- _Data extract_:

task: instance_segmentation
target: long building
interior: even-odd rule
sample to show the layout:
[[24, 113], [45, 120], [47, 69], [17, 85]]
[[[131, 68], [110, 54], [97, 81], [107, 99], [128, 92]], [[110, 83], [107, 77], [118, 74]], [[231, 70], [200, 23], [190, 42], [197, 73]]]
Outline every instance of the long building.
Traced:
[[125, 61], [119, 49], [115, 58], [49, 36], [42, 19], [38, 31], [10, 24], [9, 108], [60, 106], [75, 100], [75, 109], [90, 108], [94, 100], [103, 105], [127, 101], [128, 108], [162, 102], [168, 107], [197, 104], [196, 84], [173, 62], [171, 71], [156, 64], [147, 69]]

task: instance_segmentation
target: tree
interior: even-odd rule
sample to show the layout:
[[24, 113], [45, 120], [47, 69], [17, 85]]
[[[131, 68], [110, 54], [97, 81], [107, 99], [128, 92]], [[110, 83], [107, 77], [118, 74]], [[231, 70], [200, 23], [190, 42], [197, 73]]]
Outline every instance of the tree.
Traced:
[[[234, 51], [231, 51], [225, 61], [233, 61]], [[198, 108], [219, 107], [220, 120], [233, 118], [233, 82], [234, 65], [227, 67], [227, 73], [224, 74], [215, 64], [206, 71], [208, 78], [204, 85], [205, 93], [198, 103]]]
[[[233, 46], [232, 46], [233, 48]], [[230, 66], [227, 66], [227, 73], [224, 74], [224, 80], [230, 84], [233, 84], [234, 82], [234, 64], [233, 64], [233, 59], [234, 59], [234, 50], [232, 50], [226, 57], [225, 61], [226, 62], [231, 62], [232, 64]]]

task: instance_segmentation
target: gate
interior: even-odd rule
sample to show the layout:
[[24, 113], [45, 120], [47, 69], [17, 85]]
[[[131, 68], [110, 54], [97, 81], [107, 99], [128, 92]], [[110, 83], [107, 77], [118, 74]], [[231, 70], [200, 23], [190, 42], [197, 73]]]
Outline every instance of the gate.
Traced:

- _Set problem_:
Can you format every line of the records above as a JSON array of strings, one string per line, with blank lines left out?

- _Exercise result_:
[
  "task: instance_segmentation",
  "target: long building",
  "interior: even-odd rule",
  "sample to show the layout:",
  "[[24, 113], [45, 120], [47, 69], [17, 85]]",
  "[[[131, 68], [110, 54], [97, 81], [107, 99], [128, 92]], [[110, 83], [107, 77], [118, 74]], [[231, 70], [200, 23], [190, 42], [197, 73]]]",
  "Outline every instance of the long building.",
  "Traced:",
  "[[125, 61], [119, 49], [115, 58], [49, 36], [42, 19], [38, 31], [10, 24], [9, 108], [60, 106], [75, 100], [75, 109], [90, 108], [94, 100], [103, 105], [127, 101], [128, 108], [162, 102], [168, 107], [197, 104], [196, 84], [173, 62], [171, 71], [156, 64], [147, 69]]",
  "task: instance_segmentation",
  "target: tree",
  "interior: even-odd rule",
  "sample to show the layout:",
  "[[24, 113], [45, 120], [47, 69], [17, 85]]",
  "[[[131, 68], [110, 54], [97, 81], [107, 99], [128, 92]], [[110, 83], [107, 77], [118, 74]], [[231, 70], [200, 23], [190, 42], [197, 73]]]",
  "Outline every instance of the tree.",
  "Traced:",
  "[[[234, 51], [231, 51], [225, 61], [233, 61]], [[198, 108], [219, 107], [220, 120], [233, 118], [233, 82], [234, 65], [227, 67], [227, 73], [224, 74], [215, 64], [206, 71], [208, 78], [204, 85], [205, 93], [198, 103]]]",
  "[[[233, 46], [232, 46], [233, 48]], [[230, 66], [227, 66], [227, 73], [224, 74], [224, 80], [230, 84], [233, 84], [234, 82], [234, 64], [233, 64], [233, 59], [234, 59], [234, 50], [232, 50], [226, 57], [225, 61], [226, 62], [231, 62], [232, 64]]]",
  "task: instance_segmentation",
  "target: gate",
  "interior: even-odd rule",
  "sample to show the layout:",
  "[[24, 113], [45, 120], [47, 69], [17, 85]]",
  "[[[131, 68], [110, 54], [97, 81], [107, 99], [128, 92]], [[110, 83], [107, 77], [118, 74]], [[231, 70], [200, 23], [190, 42], [197, 73]]]",
  "Outline every instance of the gate.",
  "Traced:"
]